__What the exercise asks__: Update the lines from the start of the entries through the line containing "85], [102, 119]]", inclusive, replacing "formatted sample" with "formatted example" and keeping everything else unchanged. Omit the pictures from the output.

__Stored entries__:

★ ★ ★ ★ ★

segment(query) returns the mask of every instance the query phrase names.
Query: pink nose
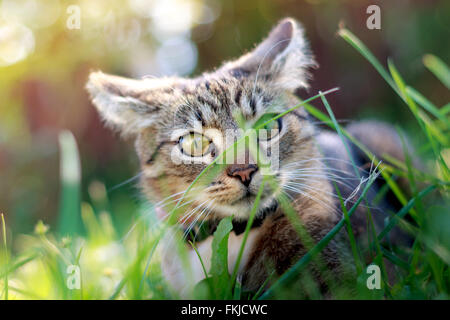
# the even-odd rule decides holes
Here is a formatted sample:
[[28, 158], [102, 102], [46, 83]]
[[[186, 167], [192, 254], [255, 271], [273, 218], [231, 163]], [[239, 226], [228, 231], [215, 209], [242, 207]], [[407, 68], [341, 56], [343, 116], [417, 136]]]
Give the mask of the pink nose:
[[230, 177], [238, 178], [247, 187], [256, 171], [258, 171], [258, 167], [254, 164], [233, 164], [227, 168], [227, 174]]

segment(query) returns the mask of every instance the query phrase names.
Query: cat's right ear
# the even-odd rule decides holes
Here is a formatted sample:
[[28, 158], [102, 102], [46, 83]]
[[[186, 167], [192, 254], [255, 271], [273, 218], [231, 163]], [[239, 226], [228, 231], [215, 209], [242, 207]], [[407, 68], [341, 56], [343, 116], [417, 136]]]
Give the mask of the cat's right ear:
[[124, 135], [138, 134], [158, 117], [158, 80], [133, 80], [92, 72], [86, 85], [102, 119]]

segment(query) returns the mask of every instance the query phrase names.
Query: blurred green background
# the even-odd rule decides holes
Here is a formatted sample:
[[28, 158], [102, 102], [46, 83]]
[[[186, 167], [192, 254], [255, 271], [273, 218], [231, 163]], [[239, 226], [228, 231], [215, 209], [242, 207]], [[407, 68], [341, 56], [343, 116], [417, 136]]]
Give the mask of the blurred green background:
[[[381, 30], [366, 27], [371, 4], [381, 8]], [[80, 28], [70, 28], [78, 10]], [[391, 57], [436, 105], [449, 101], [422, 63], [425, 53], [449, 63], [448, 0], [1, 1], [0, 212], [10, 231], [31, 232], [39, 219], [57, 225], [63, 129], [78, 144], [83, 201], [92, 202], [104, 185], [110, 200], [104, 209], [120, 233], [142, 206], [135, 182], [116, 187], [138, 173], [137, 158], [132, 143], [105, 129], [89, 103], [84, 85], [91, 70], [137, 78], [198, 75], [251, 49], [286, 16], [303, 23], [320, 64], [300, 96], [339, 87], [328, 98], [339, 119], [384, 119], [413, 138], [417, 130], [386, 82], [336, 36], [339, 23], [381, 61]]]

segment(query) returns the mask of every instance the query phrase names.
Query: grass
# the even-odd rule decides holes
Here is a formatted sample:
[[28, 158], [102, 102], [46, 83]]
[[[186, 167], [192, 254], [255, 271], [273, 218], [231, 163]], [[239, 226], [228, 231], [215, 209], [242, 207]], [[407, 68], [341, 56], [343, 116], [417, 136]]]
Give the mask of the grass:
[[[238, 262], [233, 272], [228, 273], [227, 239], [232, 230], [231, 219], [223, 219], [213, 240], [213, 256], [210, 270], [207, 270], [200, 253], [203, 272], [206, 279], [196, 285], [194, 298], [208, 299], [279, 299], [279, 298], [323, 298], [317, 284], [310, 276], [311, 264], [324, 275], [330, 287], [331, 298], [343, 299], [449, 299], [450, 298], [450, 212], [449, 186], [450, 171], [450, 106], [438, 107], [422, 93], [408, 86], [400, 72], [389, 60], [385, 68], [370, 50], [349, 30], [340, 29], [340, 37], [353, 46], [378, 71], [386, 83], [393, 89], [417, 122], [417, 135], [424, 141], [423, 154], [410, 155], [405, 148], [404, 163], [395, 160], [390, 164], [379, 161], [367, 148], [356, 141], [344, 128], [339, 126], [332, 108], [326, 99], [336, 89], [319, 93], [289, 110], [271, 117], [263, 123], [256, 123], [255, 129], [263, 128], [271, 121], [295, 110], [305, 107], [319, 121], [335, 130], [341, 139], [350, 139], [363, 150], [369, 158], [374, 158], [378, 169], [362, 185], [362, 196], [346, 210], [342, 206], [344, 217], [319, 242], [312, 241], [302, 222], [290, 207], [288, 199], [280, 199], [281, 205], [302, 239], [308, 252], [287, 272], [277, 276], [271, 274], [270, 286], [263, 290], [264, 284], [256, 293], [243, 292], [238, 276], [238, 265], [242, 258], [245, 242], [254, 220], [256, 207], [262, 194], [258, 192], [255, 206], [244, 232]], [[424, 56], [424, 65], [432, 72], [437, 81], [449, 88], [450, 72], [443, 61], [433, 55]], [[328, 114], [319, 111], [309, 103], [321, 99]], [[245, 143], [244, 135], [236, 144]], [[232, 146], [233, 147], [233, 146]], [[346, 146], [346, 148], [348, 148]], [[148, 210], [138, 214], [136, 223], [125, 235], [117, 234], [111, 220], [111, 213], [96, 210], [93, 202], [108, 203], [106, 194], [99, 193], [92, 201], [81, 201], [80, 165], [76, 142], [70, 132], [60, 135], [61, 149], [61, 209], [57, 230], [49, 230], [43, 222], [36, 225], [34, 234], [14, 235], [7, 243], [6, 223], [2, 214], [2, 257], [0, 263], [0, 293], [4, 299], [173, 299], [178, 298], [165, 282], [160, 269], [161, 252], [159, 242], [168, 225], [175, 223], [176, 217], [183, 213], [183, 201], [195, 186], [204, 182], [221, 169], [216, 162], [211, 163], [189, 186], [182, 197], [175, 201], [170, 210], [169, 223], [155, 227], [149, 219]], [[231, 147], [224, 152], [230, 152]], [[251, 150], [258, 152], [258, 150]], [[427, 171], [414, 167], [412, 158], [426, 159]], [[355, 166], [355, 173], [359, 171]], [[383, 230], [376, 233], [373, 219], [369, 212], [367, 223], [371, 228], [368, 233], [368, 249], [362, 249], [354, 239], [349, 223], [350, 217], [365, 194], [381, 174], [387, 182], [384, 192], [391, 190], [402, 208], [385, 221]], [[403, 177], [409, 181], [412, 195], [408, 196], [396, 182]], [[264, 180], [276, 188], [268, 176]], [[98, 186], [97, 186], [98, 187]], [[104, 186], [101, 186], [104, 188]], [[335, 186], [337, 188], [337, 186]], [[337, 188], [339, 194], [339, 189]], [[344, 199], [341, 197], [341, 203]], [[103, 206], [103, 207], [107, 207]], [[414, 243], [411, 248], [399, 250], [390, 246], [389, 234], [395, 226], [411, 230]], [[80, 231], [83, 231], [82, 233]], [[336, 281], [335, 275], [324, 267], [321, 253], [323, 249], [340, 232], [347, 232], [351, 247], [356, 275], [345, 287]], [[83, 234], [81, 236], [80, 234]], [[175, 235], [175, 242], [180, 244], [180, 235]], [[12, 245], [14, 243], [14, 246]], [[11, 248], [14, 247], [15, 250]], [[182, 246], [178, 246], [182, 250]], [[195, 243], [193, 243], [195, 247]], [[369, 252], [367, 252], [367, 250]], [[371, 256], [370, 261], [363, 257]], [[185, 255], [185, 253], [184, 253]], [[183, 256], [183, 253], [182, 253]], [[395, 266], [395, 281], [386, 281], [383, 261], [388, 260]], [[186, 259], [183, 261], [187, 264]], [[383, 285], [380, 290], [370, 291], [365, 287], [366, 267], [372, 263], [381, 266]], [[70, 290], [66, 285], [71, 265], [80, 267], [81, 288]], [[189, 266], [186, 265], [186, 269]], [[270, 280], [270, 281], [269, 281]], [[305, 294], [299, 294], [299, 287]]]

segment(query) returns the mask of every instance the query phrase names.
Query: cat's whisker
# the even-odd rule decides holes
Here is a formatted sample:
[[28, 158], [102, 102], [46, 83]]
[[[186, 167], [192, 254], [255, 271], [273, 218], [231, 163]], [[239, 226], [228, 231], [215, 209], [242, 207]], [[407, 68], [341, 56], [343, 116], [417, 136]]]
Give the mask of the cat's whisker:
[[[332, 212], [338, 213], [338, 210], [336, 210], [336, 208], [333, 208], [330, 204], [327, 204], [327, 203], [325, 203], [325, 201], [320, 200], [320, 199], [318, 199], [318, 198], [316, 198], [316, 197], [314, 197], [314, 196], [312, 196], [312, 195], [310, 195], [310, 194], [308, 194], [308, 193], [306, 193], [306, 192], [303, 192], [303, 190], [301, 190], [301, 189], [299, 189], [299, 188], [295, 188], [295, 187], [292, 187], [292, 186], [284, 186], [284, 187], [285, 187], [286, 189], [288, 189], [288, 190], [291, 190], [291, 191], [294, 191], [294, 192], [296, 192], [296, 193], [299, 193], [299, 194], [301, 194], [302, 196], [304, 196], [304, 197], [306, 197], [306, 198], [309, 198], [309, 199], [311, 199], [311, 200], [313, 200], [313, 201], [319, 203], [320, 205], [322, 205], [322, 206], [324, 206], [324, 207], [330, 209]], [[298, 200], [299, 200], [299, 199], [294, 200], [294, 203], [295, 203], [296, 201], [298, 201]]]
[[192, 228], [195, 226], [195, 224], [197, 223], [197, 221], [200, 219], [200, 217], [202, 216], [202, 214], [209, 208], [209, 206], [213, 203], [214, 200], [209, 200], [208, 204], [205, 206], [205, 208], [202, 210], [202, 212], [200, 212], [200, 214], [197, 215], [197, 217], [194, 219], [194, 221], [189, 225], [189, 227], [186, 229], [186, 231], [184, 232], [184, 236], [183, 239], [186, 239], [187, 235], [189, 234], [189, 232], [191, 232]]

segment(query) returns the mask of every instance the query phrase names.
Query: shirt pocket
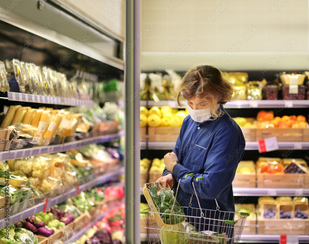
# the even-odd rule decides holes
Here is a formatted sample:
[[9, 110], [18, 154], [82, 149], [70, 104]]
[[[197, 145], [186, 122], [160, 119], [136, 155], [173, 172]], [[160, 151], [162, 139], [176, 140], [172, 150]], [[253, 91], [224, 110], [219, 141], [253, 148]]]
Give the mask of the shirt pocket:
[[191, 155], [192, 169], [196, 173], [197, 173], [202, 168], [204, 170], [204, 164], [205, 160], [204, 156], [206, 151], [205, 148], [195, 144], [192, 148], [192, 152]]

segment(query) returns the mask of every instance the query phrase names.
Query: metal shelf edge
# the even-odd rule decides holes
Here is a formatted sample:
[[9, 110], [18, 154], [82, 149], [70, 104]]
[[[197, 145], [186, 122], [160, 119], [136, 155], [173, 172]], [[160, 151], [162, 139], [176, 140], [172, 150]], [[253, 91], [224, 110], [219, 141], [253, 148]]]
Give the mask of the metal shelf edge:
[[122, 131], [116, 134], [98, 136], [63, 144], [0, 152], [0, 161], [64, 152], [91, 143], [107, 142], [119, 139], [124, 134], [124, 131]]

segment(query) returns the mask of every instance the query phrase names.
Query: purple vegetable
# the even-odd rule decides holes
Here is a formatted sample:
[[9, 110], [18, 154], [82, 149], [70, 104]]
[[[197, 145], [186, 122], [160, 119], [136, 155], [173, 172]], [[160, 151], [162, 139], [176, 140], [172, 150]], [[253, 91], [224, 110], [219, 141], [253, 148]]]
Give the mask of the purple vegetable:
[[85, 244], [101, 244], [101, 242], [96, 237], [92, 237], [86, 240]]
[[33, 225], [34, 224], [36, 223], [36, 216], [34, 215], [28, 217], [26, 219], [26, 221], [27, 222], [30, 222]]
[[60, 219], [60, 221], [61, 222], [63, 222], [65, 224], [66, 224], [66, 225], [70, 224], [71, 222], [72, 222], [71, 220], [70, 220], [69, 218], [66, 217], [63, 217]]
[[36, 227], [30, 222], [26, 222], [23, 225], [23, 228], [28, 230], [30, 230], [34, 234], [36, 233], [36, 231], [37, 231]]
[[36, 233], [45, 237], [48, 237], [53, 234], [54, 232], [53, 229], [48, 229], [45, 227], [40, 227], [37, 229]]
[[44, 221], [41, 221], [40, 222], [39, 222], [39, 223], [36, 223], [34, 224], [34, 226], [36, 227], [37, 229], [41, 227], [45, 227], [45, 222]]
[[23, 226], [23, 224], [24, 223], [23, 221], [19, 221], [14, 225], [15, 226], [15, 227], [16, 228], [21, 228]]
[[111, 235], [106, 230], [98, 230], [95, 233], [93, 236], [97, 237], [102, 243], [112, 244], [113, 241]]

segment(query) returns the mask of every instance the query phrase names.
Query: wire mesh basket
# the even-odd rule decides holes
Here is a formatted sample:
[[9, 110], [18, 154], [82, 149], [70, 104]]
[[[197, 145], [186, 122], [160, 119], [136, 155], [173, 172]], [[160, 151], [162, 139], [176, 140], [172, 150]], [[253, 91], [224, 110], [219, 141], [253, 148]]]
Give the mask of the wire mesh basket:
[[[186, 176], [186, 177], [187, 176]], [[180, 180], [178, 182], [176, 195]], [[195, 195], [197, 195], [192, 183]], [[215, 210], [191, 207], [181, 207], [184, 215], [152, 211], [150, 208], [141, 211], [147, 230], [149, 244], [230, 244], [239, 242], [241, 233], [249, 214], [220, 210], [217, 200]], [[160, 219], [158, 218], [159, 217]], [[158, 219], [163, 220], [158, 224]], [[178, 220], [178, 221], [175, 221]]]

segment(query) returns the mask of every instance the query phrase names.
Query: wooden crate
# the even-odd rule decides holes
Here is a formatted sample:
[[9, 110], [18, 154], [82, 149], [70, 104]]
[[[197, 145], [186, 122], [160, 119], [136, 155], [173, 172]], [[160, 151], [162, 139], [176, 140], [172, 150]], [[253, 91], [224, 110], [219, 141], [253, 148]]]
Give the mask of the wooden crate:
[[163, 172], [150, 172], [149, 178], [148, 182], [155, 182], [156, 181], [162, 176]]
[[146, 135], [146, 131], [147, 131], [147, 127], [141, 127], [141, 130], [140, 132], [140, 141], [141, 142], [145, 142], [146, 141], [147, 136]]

★ ★ ★ ★ ★

__Problem solution__:
segment(query) returns the mask of every instance the query phrase names.
Query: pink nose
# the even-odd rule decides holes
Here is a formatted example:
[[28, 158], [102, 102], [46, 83]]
[[[186, 167], [192, 254], [255, 271], [273, 218], [231, 163]], [[239, 226], [228, 231], [215, 209], [242, 207]], [[407, 68], [341, 56], [343, 116], [417, 136]]]
Give the mask of the pink nose:
[[230, 177], [238, 178], [247, 187], [256, 171], [258, 171], [258, 167], [254, 164], [233, 164], [227, 168], [227, 174]]

segment(query) returns the mask of every instance the query phrase names.
Query: cat's right ear
# the even-odd rule decides holes
Here is a formatted example:
[[28, 158], [102, 102], [46, 83]]
[[[186, 167], [192, 254], [255, 271], [273, 218], [231, 163]], [[239, 226], [228, 231], [215, 209], [242, 207]], [[407, 68], [341, 56], [343, 116], [417, 136]]]
Give the mask of the cat's right ear:
[[124, 135], [138, 134], [158, 117], [158, 80], [133, 80], [92, 72], [86, 85], [102, 119]]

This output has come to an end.